───── Text provided ─────
Organizers of Kitsap CHADD look to help others find answers

For Kerry Miller and Lynn Myrvang, the acronyms ADHD and ADD are commonplace in their vocabulary. Both have experienced family and friends affected by the disorders.

For Kerry Miller and Lynn Myrvang, the acronyms ADHD and ADD are commonplace in their vocabulary. Both have experienced family and friends affected by the disorders. And both have spent years helping others understand the conditions.

“There is no blood test to determine if someone has ADHD,” said Myrvang. “And you can’t just look at a person and see it in them. It takes a real team of professionals who know the right questions to ask to make a good, correct diagnosis.”

After Myrvang suspected that someone close to her had ADHD, she decided to ask a psychiatrist she worked with about the symptoms she was seeing in her loved one.

“I’d been in the mental health and counseling field for years,” she said. “And I wasn’t sure. I needed someone who knew the right questions to ask to help me.”

In general, ADHD stands for attention-deficit/hyperactivity disorder, and has subcategories. What was once called ADD, is now called ADHD, and refers to a person who is predominantly inattentive and includes symptoms of someone who has difficulty paying attention, seems to not be listening, struggles with instructions, has difficulty organizing, is easily distracted or is forgetful or distracted.

ADHD, predominantly hyperactive/impulsive, is often described as someone who fidgets or squirms, can’t sit still, talk excessively, runs as if driven by a motor, blurts out answers, interrupts others or has difficulty taking turns.

Once Myrvang had a true diagnosis, she felt better. But she wasn’t sure what to do next. That was when she happened on to Kitsap CHADD, the local chapter of a national organization that supports people with ADHD and their loved ones. The National CHADD (Children and Adults with Attention Deficit / Hyperactivity) began in 1987. The local chapter was started in 1990.

It was there that she met up with Kerry Miller, a founding member of the local chapter.

“We’d known each other in college,” said Myrvang. “But we went our own separate ways and it wasn’t until twenty-some years later that we ran into each other again through CHADD.”

Miller and her husband, Brian, founded the local CHADD after their children were diagnosed with ADHD.

“Our son’s behavior was challenging,” Miller said. “With my husband being a physician, we knew to take him to see his pediatrician for an evaluation and he gave us the diagnosis. And it was at one of my son’s appointments that the doctor turned to me and said, ‘You don’t have one child with ADHD. You have two.’ He could tell from watching our daughter that she was ADHD, too.”

They had the diagnosis, and they had suggestions of how to manage their children. But they needed support. So they formed the Kitsap CHADD group.

Through the help of the national organization, Miller was able to begin the local chapter and soon she had other parents and professionals joining in. As they worked together, they were able to dispel the misunderstandings about children and adults with ADHD.

“They used to have all kinds of terms — slow, or minimal brain disfunction, even ill-behaved,” she said. “None of them were anything positive.”

Finally by the 1990s, research had shown that those with ADHD are highly intelligent and often times on the high-end of the spectrum of creativity.
───── Data extracts ─────
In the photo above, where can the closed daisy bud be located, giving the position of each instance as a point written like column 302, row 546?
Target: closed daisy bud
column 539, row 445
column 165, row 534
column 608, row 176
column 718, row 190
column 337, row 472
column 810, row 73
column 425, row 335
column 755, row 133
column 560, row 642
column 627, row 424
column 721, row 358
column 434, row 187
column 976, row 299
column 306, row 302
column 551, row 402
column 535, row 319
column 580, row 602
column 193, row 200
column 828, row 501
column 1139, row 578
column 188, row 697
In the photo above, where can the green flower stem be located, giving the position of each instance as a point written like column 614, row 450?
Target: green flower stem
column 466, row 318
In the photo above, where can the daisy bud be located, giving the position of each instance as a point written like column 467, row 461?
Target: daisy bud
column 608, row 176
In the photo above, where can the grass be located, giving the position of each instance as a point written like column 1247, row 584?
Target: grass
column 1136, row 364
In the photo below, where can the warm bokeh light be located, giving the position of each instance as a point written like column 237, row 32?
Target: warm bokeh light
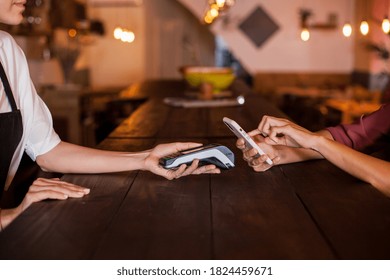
column 127, row 36
column 214, row 12
column 305, row 34
column 386, row 25
column 72, row 32
column 118, row 32
column 364, row 28
column 347, row 30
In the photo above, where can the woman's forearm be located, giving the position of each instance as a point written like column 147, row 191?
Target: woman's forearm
column 367, row 168
column 70, row 158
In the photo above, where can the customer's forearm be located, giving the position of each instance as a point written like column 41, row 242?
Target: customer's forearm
column 291, row 155
column 367, row 168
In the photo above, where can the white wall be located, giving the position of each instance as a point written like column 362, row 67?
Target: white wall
column 326, row 51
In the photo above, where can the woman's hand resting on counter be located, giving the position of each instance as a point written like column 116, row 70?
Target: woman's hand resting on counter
column 43, row 189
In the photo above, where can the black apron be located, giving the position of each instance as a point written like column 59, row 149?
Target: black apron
column 11, row 131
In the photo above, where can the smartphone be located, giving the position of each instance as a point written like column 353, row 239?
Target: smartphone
column 216, row 154
column 240, row 133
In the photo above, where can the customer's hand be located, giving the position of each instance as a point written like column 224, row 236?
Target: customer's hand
column 42, row 189
column 252, row 157
column 152, row 161
column 284, row 132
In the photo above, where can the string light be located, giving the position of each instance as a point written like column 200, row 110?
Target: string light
column 364, row 27
column 386, row 22
column 215, row 9
column 305, row 34
column 386, row 25
column 347, row 29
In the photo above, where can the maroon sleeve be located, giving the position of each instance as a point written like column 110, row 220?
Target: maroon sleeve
column 365, row 131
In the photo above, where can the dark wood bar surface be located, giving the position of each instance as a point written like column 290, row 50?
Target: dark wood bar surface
column 309, row 210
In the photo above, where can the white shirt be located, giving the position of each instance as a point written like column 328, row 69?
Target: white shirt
column 39, row 136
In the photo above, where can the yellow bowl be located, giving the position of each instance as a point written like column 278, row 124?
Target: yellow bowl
column 219, row 77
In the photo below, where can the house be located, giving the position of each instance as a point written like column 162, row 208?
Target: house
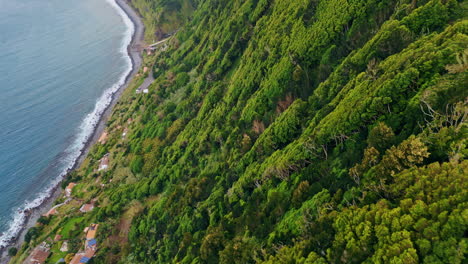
column 52, row 211
column 69, row 189
column 104, row 162
column 77, row 258
column 57, row 238
column 103, row 138
column 64, row 247
column 91, row 244
column 125, row 132
column 39, row 254
column 92, row 232
column 86, row 208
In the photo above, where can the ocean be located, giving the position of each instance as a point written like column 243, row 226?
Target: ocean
column 60, row 62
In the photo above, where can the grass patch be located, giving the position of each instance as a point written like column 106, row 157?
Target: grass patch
column 70, row 226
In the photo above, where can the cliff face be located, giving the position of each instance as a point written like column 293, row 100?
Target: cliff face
column 290, row 131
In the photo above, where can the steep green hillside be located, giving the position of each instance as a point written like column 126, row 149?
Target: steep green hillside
column 162, row 17
column 291, row 131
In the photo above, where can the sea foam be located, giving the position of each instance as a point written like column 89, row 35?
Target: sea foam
column 86, row 129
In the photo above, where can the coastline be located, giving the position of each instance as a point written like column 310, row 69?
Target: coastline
column 137, row 39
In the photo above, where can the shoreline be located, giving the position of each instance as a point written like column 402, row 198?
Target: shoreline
column 137, row 39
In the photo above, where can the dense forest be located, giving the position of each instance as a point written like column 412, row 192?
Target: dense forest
column 286, row 131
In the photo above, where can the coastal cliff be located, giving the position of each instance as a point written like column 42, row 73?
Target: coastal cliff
column 279, row 132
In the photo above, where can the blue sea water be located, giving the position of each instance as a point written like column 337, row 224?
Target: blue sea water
column 60, row 60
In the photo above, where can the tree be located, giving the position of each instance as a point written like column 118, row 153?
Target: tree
column 12, row 251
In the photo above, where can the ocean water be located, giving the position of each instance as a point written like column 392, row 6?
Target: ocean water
column 60, row 61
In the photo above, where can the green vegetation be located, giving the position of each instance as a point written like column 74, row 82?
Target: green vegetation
column 289, row 132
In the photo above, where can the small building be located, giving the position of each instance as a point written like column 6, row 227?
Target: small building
column 103, row 138
column 57, row 238
column 91, row 244
column 69, row 189
column 77, row 258
column 64, row 247
column 52, row 211
column 92, row 232
column 86, row 208
column 104, row 162
column 39, row 254
column 124, row 134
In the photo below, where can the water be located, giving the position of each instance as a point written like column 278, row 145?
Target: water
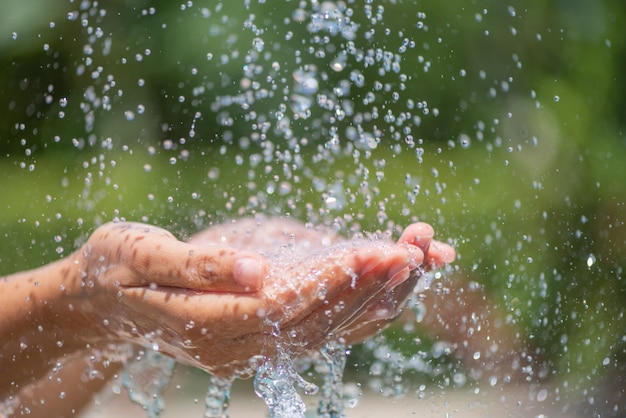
column 495, row 123
column 217, row 398
column 147, row 378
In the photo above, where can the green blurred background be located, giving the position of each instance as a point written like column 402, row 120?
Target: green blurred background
column 516, row 112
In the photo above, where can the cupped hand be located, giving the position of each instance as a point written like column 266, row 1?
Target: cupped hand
column 202, row 304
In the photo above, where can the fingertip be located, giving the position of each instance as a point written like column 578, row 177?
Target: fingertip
column 249, row 273
column 419, row 234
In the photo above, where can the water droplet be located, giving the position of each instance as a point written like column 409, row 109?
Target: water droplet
column 591, row 260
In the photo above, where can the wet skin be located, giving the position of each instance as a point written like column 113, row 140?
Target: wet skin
column 210, row 302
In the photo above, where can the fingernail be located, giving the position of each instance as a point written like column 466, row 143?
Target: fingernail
column 248, row 273
column 397, row 277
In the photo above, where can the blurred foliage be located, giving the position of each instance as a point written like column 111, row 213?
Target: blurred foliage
column 110, row 111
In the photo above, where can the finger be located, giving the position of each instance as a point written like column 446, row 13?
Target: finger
column 361, row 292
column 437, row 254
column 157, row 258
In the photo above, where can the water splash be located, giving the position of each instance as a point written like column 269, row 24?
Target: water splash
column 333, row 356
column 147, row 378
column 217, row 398
column 274, row 383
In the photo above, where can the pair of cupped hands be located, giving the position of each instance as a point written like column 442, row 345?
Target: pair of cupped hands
column 218, row 300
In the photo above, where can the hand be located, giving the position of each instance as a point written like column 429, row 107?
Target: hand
column 146, row 287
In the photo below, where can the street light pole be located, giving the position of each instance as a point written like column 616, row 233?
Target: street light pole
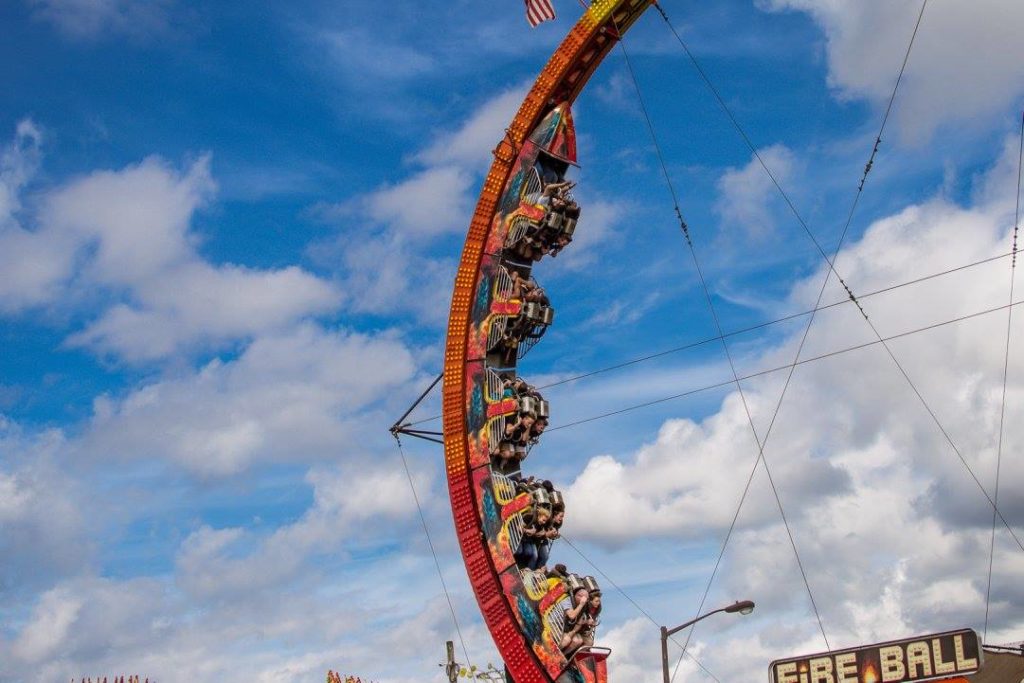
column 741, row 606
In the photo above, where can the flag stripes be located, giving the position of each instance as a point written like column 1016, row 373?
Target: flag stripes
column 539, row 10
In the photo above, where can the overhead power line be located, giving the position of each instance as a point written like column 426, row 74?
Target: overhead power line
column 753, row 328
column 1006, row 373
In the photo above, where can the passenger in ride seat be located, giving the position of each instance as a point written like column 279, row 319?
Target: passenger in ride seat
column 518, row 431
column 592, row 614
column 576, row 621
column 548, row 536
column 539, row 426
column 534, row 524
column 561, row 242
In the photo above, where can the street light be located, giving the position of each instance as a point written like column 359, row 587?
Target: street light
column 741, row 606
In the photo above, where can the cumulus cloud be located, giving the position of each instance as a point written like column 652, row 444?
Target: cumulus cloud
column 470, row 145
column 43, row 515
column 298, row 395
column 747, row 195
column 90, row 19
column 214, row 563
column 124, row 240
column 964, row 69
column 892, row 530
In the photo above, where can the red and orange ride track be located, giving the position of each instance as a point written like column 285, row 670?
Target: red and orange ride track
column 514, row 612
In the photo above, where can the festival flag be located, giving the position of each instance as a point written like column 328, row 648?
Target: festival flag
column 539, row 10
─────
Task 1: Translate this sentence from the article about Kitsap CHADD into Spanish: "Miller and her husband, Brian, founded the local CHADD after their children were diagnosed with ADHD."
Task 2: From the article about Kitsap CHADD, quote the stretch from "It was there" through "diagnosed with ADHD.".
The lines come from a different source than the text.

Expected answer 1: Miller y su esposo, Brian, fundaron el CHADD local después de que a sus hijos les diagnosticaran TDAH.

Expected answer 2:
It was there that she met up with Kerry Miller, a founding member of the local chapter.

“We’d known each other in college,” said Myrvang. “But we went our own separate ways and it wasn’t until twenty-some years later that we ran into each other again through CHADD.”

Miller and her husband, Brian, founded the local CHADD after their children were diagnosed with ADHD.